«Poletti, non doneremo le nostre competenze in ginocchio!»

Intervista a Giulia Pavan, ricercatrice alla Toulouse School of Economics, portavoce della protesta dei ricercatori sotto al Ministero del Lavoro

22 / 12 / 2016

«Conosco gente che è andata via e che è bene che stia dove è andata, perché sicuramente questo Paese non soffrirà a non averli più fra i piedi». Queste le parole che il ministro del lavoro Poletti ha pronunciato nella settimana in cui molti dei nostri “cervelli in fuga” si rimettono in viaggio per ricongiungersi ai propri cari e per le feste natalizie. Non è la prima volta che Poletti si fa notare per queste boutade, vero e proprio sintomo di una classe dirigente che pratica sempre di più una sorta di odio di classe dall’alto. Abbiamo intervistato Giulia Pavan, ricercatrice alla Toulouse School of Economics, che ieri è stata una delle voci della protesta dei ricercatori  organizzata mercoledì 21 dicembre sotto la sede del Ministero del Lavoro.

> [Attività da svolgere]:
a) Modifica l'articolo sulla protesta dei ricercatori dalle parole "22 / 12 / 2016" fino a "Ministero del Lavoro." incluse, sostituendo "boutade" con "uscite".
b) Prosegui l'articolo sulla protesta dei ricercatori a partire dalla sua ultima frase.

> [Dati registrati]:
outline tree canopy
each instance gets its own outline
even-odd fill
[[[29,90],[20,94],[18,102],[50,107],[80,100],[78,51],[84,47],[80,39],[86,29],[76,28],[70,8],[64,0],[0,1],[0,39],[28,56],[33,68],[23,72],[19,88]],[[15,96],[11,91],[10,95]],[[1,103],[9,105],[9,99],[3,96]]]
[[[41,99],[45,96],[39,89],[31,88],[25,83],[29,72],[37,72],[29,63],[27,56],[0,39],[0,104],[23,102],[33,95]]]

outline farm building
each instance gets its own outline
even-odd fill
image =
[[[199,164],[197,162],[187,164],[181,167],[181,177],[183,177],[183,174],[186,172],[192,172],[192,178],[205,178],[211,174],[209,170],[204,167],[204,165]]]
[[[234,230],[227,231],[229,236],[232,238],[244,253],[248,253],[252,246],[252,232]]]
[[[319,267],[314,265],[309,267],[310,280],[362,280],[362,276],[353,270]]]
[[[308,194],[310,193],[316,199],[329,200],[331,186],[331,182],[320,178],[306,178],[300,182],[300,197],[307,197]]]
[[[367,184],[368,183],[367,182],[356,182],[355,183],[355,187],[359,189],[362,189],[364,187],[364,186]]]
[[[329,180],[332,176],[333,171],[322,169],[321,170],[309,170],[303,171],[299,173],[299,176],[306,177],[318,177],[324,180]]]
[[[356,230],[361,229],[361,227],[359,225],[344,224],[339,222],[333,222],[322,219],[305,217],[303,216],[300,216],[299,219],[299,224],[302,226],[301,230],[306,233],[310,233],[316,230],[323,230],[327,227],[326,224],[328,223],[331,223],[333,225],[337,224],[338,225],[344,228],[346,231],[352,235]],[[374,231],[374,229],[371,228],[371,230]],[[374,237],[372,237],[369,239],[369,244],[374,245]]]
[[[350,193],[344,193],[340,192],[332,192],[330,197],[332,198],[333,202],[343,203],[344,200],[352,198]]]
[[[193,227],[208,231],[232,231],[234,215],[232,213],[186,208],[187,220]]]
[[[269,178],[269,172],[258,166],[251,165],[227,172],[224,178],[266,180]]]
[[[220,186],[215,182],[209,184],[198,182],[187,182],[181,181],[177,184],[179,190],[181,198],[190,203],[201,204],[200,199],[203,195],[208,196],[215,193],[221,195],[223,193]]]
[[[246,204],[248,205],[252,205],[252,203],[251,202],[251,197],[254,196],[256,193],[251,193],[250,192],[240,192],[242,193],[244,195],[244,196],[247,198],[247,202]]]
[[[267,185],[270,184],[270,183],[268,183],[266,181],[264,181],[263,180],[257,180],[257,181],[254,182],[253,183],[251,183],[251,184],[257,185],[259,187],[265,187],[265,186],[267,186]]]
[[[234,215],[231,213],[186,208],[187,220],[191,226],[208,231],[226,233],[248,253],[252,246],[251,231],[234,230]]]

> [Risposte scritte]:
a)
22 / 12 / 2016

«Conosco gente che è andata via e che è bene che stia dove è andata, perché sicuramente questo Paese non soffrirà a non averli più fra i piedi». Queste le parole che il ministro del lavoro Poletti ha pronunciato nella settimana in cui molti dei nostri “cervelli in fuga” si rimettono in viaggio per ricongiungersi ai propri cari e per le feste natalizie. Non è la prima volta che Poletti si fa notare per queste uscite, vero e proprio sintomo di una classe dirigente che pratica sempre di più una sorta di odio di classe dall’alto. Abbiamo intervistato Giulia Pavan, ricercatrice alla Toulouse School of Economics, che ieri è stata una delle voci della protesta dei ricercatori  organizzata mercoledì 21 dicembre sotto la sede del Ministero del Lavoro.

b)
«Non è una bella accoglienza» ci dice Giulia Pavan, che ha dovuto abbandonare il su Paese d'origine dopo il dottorato perché per lei non c'era posto in Italia nel mondo della ricerca. «In realtà dà ancora più fastidio il comunicato che il ministro ha rilasciato all'ANSA a seguito delle contestazioni seguite alle sue prime dichiarazioni» continua Giulia «è ipocrita, beffardo. Quando il Ministro tramite un comunicato (peraltro scritto in un Italiano discutibile) scrive “Ritengo che è utile che i nostri giovani possano fare esperienze all'estero, ma che dobbiamo dare loro l'opportunità di tornare nel nostro paese e di poter esprimere qui le loro capacità e le loro energie”, ma non spiega come questo si possa conciliare con le politiche che il governo, di cui lui è membro, mette in atto, dimostra solo ipocrisia, o peggio dimostra di non sapere di non avere idea della condizione di molti giovani».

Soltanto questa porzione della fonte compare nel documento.